#### [WORK INSTRUCTIONS]
Please restate word for word the lines of the entries below from the one with "Phrase: orange skateboard wheel" to the one with "example | (40,39)", inclusive, and leave out every picture.

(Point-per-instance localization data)
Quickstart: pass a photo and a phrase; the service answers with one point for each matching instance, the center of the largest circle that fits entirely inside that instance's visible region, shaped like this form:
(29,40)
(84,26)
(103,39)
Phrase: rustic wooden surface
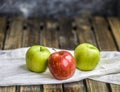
(63,33)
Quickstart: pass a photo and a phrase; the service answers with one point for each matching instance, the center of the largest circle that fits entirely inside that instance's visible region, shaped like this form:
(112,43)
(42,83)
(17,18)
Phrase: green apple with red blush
(87,56)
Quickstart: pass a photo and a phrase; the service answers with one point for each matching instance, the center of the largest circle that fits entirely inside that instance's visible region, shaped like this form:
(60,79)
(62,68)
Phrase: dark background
(59,8)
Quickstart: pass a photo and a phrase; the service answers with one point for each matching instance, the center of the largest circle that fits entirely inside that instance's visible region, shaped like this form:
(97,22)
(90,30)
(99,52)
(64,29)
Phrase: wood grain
(115,28)
(86,34)
(64,33)
(3,25)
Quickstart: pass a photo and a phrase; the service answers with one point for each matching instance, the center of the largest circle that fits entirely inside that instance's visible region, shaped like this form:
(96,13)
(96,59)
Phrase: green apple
(37,58)
(87,56)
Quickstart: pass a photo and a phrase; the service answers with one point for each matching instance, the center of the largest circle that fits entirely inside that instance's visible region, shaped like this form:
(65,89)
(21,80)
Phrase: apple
(62,64)
(37,58)
(87,56)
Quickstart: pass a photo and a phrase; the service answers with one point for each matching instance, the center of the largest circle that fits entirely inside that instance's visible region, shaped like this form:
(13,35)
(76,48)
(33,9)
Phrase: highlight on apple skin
(37,58)
(87,56)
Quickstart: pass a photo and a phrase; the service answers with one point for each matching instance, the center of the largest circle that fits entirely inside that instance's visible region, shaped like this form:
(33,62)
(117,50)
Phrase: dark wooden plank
(108,44)
(32,32)
(31,36)
(85,34)
(115,28)
(67,36)
(103,34)
(50,39)
(13,40)
(68,40)
(14,33)
(3,24)
(8,89)
(31,88)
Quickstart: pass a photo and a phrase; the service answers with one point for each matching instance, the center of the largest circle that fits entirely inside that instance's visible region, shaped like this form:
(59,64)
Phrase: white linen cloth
(13,69)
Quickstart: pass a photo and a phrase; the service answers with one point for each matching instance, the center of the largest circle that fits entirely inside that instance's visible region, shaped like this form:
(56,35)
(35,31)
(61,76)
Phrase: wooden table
(63,33)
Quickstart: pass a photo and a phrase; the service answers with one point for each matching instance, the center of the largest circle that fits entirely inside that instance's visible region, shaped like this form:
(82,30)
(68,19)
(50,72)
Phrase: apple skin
(87,56)
(37,58)
(62,65)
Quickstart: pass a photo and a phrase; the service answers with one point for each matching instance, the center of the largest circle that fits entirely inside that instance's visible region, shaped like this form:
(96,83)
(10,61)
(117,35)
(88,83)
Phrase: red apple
(62,65)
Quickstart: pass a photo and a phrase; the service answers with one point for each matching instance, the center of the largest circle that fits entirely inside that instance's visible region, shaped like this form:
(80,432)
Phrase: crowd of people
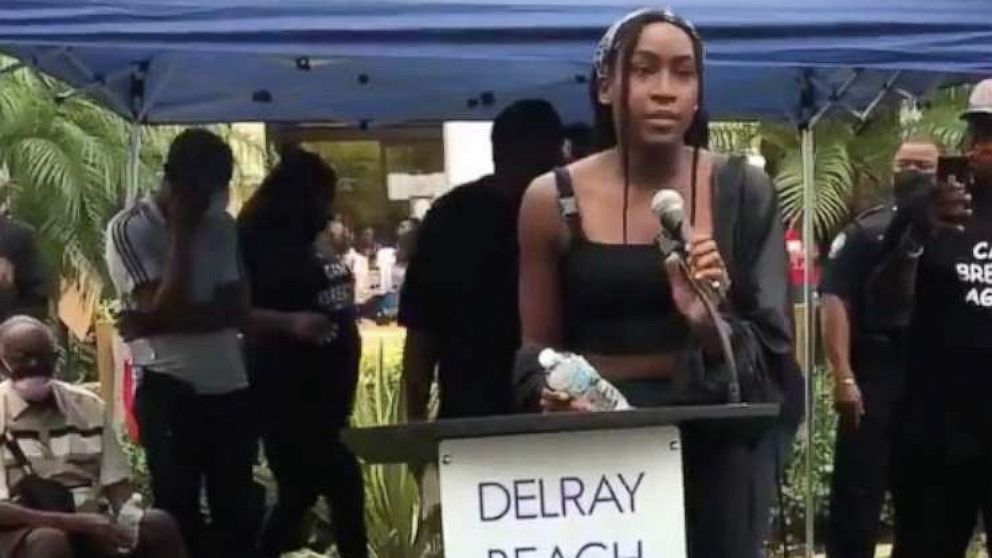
(244,331)
(906,323)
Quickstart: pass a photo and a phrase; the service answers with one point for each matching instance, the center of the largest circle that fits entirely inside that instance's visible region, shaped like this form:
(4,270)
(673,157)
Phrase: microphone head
(668,206)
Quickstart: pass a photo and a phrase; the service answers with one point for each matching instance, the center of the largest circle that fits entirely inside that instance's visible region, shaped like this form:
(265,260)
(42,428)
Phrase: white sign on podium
(599,494)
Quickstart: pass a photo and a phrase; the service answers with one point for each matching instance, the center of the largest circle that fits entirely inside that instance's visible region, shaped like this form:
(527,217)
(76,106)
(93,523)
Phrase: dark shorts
(12,542)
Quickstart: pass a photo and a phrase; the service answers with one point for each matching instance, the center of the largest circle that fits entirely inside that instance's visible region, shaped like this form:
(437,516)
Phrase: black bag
(33,491)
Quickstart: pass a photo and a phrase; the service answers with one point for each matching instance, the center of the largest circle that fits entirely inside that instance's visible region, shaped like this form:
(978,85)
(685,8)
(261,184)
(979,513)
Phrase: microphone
(669,207)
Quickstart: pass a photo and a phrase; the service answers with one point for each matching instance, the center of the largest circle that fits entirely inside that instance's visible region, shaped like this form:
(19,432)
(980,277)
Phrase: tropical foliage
(66,161)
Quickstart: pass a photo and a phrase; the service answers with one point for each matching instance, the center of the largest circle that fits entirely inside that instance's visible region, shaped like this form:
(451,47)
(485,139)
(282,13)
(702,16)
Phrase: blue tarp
(190,61)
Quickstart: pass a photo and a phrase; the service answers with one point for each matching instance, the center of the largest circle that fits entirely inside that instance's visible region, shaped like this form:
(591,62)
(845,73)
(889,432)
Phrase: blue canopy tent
(187,61)
(379,62)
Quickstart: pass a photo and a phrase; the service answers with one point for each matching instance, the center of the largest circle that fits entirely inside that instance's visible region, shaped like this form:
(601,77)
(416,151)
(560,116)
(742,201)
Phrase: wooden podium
(595,485)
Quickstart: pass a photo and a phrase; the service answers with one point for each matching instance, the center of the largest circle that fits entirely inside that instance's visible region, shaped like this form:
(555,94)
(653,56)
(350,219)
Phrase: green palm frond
(734,138)
(66,162)
(940,117)
(833,178)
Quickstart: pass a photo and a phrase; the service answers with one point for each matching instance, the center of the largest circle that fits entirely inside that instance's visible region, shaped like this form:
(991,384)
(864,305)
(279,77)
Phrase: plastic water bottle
(570,373)
(129,517)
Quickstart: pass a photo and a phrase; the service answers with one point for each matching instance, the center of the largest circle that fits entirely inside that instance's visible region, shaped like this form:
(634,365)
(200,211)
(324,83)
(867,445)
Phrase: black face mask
(911,186)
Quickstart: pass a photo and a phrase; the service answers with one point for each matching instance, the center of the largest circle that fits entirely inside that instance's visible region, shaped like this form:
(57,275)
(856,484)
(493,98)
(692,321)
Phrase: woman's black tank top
(616,298)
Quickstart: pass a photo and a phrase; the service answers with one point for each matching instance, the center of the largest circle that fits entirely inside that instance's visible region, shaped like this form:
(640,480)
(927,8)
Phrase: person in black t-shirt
(303,353)
(945,445)
(459,298)
(23,279)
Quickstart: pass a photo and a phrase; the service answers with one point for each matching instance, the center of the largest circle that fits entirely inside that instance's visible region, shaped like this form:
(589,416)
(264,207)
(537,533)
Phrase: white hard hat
(980,101)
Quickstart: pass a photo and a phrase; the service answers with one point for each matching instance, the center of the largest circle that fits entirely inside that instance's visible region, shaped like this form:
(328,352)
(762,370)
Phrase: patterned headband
(608,44)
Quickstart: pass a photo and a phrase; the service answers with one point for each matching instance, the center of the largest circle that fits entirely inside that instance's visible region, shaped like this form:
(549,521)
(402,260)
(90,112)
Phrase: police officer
(862,348)
(945,440)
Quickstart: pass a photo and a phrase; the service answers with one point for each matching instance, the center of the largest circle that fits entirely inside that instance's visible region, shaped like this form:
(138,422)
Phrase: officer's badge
(837,245)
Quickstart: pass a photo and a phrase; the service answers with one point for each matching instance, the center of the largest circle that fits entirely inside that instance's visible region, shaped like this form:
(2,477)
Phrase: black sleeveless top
(616,298)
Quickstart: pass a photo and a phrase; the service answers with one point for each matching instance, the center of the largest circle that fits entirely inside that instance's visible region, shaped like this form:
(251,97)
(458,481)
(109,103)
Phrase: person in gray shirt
(174,262)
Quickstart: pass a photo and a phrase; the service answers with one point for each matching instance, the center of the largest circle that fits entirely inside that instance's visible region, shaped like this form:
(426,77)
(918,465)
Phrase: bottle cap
(548,358)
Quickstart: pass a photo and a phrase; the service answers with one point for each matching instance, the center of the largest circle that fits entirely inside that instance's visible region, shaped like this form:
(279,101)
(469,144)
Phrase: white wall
(468,153)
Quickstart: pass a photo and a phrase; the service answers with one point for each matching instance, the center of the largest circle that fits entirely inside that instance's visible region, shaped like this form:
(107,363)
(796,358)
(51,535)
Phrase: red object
(127,393)
(797,259)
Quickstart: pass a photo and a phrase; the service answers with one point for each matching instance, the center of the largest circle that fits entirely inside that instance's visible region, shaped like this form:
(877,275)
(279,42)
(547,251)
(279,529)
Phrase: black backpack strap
(568,205)
(15,449)
(729,193)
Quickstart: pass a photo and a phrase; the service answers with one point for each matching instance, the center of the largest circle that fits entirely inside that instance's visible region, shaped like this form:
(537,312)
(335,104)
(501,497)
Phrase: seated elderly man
(61,432)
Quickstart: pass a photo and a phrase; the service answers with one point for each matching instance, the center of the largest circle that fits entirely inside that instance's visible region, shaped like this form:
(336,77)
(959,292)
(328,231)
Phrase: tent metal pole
(809,324)
(132,186)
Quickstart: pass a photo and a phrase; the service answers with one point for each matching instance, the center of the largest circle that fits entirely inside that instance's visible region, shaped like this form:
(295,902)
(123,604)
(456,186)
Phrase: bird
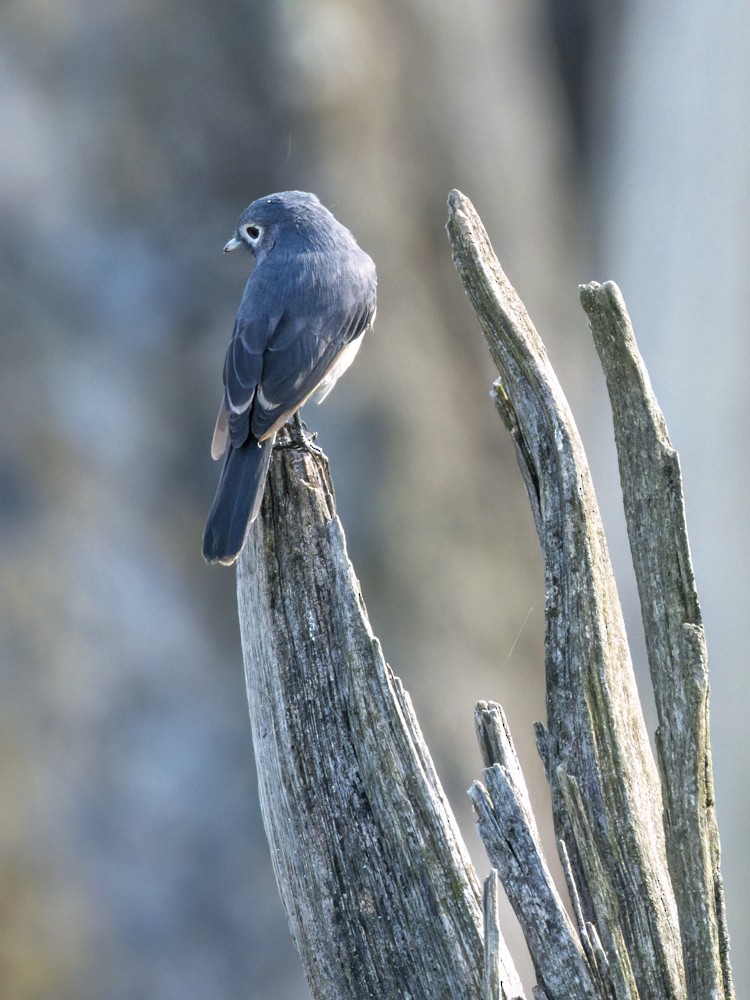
(307,305)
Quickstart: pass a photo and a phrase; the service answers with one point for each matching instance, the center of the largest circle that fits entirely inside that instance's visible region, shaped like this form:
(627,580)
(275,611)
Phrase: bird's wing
(286,340)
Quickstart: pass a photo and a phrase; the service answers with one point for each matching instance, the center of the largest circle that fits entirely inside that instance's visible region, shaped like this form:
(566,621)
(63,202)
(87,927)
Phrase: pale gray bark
(676,645)
(595,730)
(381,897)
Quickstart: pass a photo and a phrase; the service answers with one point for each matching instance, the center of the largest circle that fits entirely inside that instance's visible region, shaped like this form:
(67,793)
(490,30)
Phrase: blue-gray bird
(306,307)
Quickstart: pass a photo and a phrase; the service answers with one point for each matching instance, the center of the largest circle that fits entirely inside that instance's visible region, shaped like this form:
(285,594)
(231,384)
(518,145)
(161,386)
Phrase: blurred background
(597,140)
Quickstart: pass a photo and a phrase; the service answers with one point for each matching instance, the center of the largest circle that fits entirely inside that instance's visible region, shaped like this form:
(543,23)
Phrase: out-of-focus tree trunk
(381,897)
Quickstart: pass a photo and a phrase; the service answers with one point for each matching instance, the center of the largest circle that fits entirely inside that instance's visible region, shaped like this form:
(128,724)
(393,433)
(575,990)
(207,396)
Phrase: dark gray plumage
(305,310)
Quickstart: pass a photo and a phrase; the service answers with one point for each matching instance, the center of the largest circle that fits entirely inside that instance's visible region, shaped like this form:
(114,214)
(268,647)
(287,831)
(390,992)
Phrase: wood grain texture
(675,641)
(381,896)
(595,731)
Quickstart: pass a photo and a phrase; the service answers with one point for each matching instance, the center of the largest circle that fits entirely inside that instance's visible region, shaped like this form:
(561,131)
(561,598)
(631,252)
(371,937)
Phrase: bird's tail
(237,500)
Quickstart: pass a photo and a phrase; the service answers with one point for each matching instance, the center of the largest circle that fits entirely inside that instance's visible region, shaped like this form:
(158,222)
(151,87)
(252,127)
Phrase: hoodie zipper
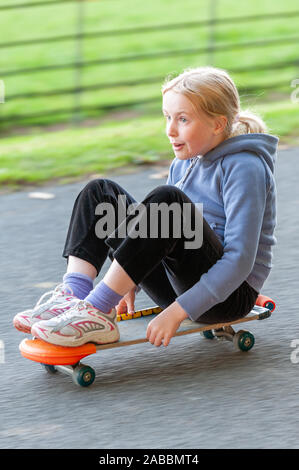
(188,171)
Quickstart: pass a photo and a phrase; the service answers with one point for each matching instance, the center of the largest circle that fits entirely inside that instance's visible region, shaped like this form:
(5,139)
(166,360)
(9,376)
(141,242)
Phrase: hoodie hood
(263,145)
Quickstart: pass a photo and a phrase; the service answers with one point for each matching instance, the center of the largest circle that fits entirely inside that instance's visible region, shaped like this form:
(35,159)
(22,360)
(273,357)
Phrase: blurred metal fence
(79,64)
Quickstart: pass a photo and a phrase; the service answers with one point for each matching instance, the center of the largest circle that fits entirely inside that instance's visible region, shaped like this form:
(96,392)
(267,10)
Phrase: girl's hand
(127,303)
(163,327)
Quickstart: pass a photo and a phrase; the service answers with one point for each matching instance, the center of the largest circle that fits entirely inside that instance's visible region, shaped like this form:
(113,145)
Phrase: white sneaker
(81,324)
(60,301)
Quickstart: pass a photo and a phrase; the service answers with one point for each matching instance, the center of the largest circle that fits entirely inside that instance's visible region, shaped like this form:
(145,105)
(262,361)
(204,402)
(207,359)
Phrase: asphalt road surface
(195,393)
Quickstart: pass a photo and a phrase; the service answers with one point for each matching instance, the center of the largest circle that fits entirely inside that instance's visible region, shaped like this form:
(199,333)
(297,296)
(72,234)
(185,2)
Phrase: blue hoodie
(235,183)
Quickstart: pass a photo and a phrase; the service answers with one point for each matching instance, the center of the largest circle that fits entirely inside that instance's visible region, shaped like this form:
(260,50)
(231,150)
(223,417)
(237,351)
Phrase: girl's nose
(171,129)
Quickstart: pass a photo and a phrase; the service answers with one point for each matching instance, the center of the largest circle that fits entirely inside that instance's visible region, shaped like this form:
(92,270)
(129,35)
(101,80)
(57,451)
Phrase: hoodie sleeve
(244,192)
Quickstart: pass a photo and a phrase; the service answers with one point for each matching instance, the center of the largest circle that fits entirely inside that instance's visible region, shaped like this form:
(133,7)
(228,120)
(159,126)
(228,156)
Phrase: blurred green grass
(117,142)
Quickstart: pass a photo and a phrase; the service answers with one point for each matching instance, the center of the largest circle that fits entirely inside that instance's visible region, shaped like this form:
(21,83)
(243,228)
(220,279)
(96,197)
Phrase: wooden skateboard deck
(67,359)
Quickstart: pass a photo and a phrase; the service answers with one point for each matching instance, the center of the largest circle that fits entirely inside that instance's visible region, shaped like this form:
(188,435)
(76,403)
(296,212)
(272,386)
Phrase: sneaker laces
(76,309)
(53,294)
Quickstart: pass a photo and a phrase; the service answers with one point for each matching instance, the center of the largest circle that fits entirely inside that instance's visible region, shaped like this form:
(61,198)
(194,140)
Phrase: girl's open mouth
(177,146)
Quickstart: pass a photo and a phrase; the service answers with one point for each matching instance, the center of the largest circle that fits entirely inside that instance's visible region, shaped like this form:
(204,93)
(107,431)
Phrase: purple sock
(103,298)
(81,284)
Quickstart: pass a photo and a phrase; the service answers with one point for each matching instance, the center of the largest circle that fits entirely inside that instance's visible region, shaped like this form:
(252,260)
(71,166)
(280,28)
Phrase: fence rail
(80,63)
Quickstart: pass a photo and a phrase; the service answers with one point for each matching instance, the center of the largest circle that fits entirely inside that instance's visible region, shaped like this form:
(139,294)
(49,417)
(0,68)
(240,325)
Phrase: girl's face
(190,132)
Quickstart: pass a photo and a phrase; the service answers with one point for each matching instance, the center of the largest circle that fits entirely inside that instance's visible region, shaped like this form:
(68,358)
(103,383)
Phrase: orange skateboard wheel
(265,301)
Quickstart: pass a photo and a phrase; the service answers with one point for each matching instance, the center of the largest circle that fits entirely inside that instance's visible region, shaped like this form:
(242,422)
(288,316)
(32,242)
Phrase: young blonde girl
(224,159)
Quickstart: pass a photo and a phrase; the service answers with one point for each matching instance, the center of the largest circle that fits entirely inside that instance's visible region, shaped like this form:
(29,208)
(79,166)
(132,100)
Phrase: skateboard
(68,359)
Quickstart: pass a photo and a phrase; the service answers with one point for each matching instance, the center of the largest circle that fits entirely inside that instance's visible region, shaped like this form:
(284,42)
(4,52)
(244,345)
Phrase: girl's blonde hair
(213,91)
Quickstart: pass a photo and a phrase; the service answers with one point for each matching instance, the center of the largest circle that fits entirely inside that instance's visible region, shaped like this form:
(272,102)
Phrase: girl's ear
(220,124)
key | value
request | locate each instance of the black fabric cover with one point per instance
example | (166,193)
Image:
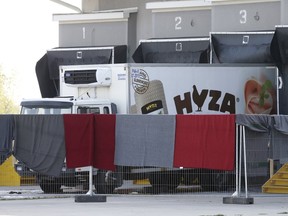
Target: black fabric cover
(237,48)
(40,142)
(280,138)
(6,136)
(49,88)
(194,51)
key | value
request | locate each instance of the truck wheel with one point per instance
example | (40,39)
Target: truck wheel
(105,182)
(50,186)
(162,182)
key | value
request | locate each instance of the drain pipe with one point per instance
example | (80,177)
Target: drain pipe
(65,4)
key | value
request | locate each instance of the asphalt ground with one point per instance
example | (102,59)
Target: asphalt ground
(32,201)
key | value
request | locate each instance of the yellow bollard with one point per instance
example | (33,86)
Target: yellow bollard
(8,176)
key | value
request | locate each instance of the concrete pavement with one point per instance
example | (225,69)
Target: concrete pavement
(34,203)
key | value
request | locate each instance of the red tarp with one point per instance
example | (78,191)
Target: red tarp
(205,141)
(104,141)
(79,139)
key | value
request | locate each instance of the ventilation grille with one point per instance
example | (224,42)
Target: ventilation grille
(80,76)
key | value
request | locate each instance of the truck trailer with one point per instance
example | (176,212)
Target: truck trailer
(168,89)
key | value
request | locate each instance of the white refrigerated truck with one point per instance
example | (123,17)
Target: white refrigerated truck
(155,89)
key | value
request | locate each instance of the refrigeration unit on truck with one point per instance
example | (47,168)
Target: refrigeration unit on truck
(162,89)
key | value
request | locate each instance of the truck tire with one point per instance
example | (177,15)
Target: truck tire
(50,186)
(163,182)
(105,182)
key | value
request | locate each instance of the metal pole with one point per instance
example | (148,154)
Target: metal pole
(245,165)
(90,192)
(237,161)
(240,159)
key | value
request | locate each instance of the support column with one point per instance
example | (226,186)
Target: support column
(90,5)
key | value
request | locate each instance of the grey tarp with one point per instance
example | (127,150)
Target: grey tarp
(145,140)
(280,138)
(6,136)
(258,137)
(40,143)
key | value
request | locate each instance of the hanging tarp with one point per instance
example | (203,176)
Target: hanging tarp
(280,138)
(241,47)
(194,50)
(47,68)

#### [TASK ANSWER]
Phrase: orange skateboard wheel
(265,301)
Quickstart: pass a photo and a phrase; the service answers with one point for each matching instance, the center of the largest circle that fits entirely inside that instance's visible region, shaped like this form:
(242,422)
(288,316)
(32,242)
Phrase: young blonde girl
(224,159)
Quickstart: pass a photo and a phrase; the service answers with one point for each matching instance, the center of the largest circle that fits entirely inside that instance's visible region, shaped like this form:
(29,208)
(79,166)
(132,100)
Phrase: skateboard
(68,359)
Quickstart: pass a photo and a phrase; the service answers with one point for each matching instance, the center of the largest circle that fits entirely inside that instance's visible region, shaped like this form:
(284,42)
(4,52)
(244,345)
Phrase: girl's blonde hair
(213,91)
Quickstart: pass a photo and a phrase; the service answers with one point for each matching instance, the center of the largest circle that fits entirely inside that instance's visible region, shaped like this form:
(272,102)
Phrase: girl's ear
(220,124)
key | value
request | locate each instance of the black fabric cover with one point per instance
example | (166,193)
Image:
Target: black fabric cover
(237,48)
(40,142)
(280,138)
(6,136)
(49,88)
(194,51)
key | value
request | locate each instance of the truck wheel with one point per instance
example | (40,39)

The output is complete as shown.